Task 1
According to the column on Rio Ferdinand's return, how long was his ban?

########

NO COMPARISON

Last updated : 19 September 2004 By Editor

Red Issue's very own Richard Kurt in The Observer:

Not got a ticket for Manchester United v Liverpool tomorrow night? You poor soul. Apparently it'll be as big as the Second Coming. Or - an even greater event, in Red eyes - as massive as the Cantona Comeback of October 1995. The Return Of Rio, after his eight-month ban, is being hailed in some media quarters as the moment that will transform United's season.

Sir Alex Ferguson himself sacrilegiously made the Cantona comparison explicit last week. He has sounded uncharacteristically desperate to get Ferdinand back, having repeatedly used the ban as an excuse for failure last season. Clearly that excuse is tempting: United's failure becomes the FA's fault, rather than the club's. Or (cough) the manager's.

Intriguingly, Ferdinand instead implied last week that one was entitled to expect other well-paid and talented squad members to fill the gap. Quite: it has been the often dreadful post-winter form of John O'Shea, Mikael Silvestre, Wes Brown and Tim Howard that has cost us - and still does. If you strip out the first few post-ban matches from the equation, United's goals-conceded ratio has hardly changed since Ferdinand disappeared.

Rio as a totemic, season-saving, King of Old Trafford? Hmm.

Still, there's no question that all Reds welcome his return. He's good, potentially great, even if he has not yet delivered. He gave us decent, stylish and sometimes excellent showings against humdrum opposition, pockmarked by bouts of insane incompetence against good teams such as Stuttgart. The previous season? Often poor, sometimes injured, overall underwhelming.

He has not been worth the £30 million he cost. Factor in £2.55m of wages for indolence since the winter - that's 5,368 season tickets - and you could argue he still owes us most of it.

########

Task 2
Convert the stretch of the listing from the line containing "Place one keypoint on each instance of the red" through the line containing "(1178, 331)" into a Markdown table with the columns Row and Line, numbering each row and leaving out blank lines.

Saved data entries:

########

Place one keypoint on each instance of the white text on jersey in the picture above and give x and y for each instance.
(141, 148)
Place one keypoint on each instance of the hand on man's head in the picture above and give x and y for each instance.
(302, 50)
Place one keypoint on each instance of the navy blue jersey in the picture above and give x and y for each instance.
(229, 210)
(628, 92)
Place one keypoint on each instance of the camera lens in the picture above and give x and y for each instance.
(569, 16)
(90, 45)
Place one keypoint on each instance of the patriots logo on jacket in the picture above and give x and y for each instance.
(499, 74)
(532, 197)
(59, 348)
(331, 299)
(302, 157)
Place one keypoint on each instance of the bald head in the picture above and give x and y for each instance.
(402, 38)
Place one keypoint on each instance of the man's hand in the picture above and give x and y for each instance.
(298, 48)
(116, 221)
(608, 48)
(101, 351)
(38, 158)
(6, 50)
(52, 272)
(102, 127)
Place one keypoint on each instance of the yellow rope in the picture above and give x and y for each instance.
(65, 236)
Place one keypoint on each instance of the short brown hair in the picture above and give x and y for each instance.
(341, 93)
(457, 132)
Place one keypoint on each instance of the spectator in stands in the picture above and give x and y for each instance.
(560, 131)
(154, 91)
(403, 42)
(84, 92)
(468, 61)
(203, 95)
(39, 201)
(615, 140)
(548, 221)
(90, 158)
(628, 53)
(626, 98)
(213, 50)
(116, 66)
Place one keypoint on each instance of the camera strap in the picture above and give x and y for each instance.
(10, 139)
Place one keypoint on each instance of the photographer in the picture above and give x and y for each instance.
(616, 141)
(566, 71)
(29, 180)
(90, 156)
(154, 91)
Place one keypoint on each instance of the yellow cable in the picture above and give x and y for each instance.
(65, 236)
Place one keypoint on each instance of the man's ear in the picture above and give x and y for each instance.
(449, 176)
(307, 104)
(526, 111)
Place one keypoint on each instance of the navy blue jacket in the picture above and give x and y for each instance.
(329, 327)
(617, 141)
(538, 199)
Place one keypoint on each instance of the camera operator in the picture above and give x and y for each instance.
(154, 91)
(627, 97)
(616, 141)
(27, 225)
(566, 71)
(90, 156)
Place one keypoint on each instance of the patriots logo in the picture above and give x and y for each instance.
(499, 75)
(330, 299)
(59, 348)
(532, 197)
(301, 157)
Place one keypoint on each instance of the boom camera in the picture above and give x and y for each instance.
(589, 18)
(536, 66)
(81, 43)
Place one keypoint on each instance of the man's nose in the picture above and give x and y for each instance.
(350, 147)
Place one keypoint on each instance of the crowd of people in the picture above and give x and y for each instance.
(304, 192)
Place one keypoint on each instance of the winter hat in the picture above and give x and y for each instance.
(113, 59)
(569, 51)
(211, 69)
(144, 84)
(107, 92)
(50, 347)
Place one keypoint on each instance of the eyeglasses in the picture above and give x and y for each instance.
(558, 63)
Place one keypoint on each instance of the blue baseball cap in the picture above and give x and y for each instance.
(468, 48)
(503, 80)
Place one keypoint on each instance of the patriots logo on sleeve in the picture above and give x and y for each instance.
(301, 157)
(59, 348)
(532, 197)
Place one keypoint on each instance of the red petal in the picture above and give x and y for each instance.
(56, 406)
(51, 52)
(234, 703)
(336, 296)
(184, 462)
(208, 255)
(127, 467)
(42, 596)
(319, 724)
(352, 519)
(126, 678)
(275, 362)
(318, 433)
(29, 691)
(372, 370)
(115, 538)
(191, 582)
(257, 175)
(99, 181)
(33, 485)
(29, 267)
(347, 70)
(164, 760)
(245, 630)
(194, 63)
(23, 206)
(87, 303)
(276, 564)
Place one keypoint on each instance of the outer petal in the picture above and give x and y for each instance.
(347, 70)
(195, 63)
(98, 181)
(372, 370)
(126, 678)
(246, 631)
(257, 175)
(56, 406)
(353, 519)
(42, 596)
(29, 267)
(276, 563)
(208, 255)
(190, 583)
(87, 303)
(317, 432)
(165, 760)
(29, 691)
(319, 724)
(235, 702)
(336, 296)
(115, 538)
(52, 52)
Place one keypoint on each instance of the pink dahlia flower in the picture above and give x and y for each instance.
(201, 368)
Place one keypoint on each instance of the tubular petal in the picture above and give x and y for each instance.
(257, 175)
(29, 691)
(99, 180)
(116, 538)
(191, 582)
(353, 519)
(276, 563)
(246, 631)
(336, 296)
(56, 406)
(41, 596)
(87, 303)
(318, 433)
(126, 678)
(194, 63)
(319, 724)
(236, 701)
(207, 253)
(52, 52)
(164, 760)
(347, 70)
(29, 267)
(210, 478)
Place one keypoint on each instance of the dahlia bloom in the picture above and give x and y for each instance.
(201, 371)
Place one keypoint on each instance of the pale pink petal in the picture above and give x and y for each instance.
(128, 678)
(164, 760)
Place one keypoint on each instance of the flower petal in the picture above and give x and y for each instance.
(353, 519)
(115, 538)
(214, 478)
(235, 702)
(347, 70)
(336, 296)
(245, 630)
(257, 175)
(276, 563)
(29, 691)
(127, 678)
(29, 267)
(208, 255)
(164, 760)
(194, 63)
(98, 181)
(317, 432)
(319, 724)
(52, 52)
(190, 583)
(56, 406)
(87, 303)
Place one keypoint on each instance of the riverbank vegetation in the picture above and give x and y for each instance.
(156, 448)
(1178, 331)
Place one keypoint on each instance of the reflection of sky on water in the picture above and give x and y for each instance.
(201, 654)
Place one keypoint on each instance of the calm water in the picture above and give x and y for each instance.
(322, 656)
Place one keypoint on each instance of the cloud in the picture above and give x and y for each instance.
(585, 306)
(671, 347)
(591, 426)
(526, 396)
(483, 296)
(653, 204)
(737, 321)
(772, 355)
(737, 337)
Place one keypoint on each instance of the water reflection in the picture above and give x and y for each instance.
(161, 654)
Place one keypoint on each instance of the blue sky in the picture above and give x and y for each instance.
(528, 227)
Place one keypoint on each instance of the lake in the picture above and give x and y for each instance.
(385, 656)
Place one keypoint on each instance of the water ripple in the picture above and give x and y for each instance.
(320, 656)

########

Final answer 1
Eight months.

Final answer 2
| Row | Line |
|---|---|
| 1 | Place one keypoint on each instance of the red petal in the picture above and give x and y for each instance. |
| 2 | (56, 406) |
| 3 | (51, 52) |
| 4 | (234, 703) |
| 5 | (336, 296) |
| 6 | (184, 462) |
| 7 | (208, 255) |
| 8 | (127, 467) |
| 9 | (42, 596) |
| 10 | (319, 724) |
| 11 | (352, 519) |
| 12 | (126, 678) |
| 13 | (275, 362) |
| 14 | (318, 433) |
| 15 | (29, 691) |
| 16 | (372, 370) |
| 17 | (115, 538) |
| 18 | (191, 582) |
| 19 | (257, 175) |
| 20 | (99, 181) |
| 21 | (33, 485) |
| 22 | (29, 267) |
| 23 | (347, 70) |
| 24 | (164, 760) |
| 25 | (245, 630) |
| 26 | (194, 63) |
| 27 | (23, 206) |
| 28 | (87, 303) |
| 29 | (276, 564) |
| 30 | Place one keypoint on each instance of the outer petal in the picture above and give x and y for each instance. |
| 31 | (347, 70) |
| 32 | (195, 63) |
| 33 | (98, 181) |
| 34 | (372, 370) |
| 35 | (126, 678) |
| 36 | (246, 631) |
| 37 | (257, 175) |
| 38 | (56, 406) |
| 39 | (353, 519) |
| 40 | (42, 596) |
| 41 | (29, 267) |
| 42 | (276, 563) |
| 43 | (208, 255) |
| 44 | (190, 583) |
| 45 | (87, 303) |
| 46 | (317, 432) |
| 47 | (165, 760) |
| 48 | (29, 691) |
| 49 | (319, 724) |
| 50 | (235, 702) |
| 51 | (336, 296) |
| 52 | (115, 538) |
| 53 | (52, 52) |
| 54 | Place one keypoint on each instance of the pink dahlia flower in the picture above and give x and y for each instance. |
| 55 | (201, 368) |
| 56 | Place one keypoint on each instance of the tubular petal in the picture above and give x and y for each instance. |
| 57 | (257, 175) |
| 58 | (29, 691) |
| 59 | (99, 180) |
| 60 | (116, 538) |
| 61 | (191, 582) |
| 62 | (353, 519) |
| 63 | (276, 563) |
| 64 | (246, 631) |
| 65 | (336, 296) |
| 66 | (56, 406) |
| 67 | (41, 596) |
| 68 | (87, 303) |
| 69 | (318, 433) |
| 70 | (126, 678) |
| 71 | (194, 63) |
| 72 | (319, 724) |
| 73 | (236, 701) |
| 74 | (207, 253) |
| 75 | (52, 52) |
| 76 | (164, 760) |
| 77 | (347, 70) |
| 78 | (29, 267) |
| 79 | (210, 478) |
| 80 | Place one keypoint on each instance of the dahlia bloom in the picture above and give x and y for each instance. |
| 81 | (201, 371) |
| 82 | Place one keypoint on each instance of the pale pink petal in the picture above and give x and y for each instance. |
| 83 | (128, 678) |
| 84 | (164, 760) |
| 85 | Place one keypoint on each instance of the flower petal in the picture above and give x and y for each instance. |
| 86 | (353, 519) |
| 87 | (115, 538) |
| 88 | (214, 478) |
| 89 | (235, 702) |
| 90 | (347, 70) |
| 91 | (336, 296) |
| 92 | (245, 630) |
| 93 | (257, 175) |
| 94 | (276, 563) |
| 95 | (29, 691) |
| 96 | (127, 678) |
| 97 | (29, 267) |
| 98 | (208, 255) |
| 99 | (164, 760) |
| 100 | (194, 63) |
| 101 | (98, 181) |
| 102 | (317, 432) |
| 103 | (319, 724) |
| 104 | (52, 52) |
| 105 | (190, 583) |
| 106 | (56, 406) |
| 107 | (87, 303) |
| 108 | Place one keypoint on each instance of the riverbank vegetation in the picture above and give x and y for each instance. |
| 109 | (156, 448) |
| 110 | (1178, 331) |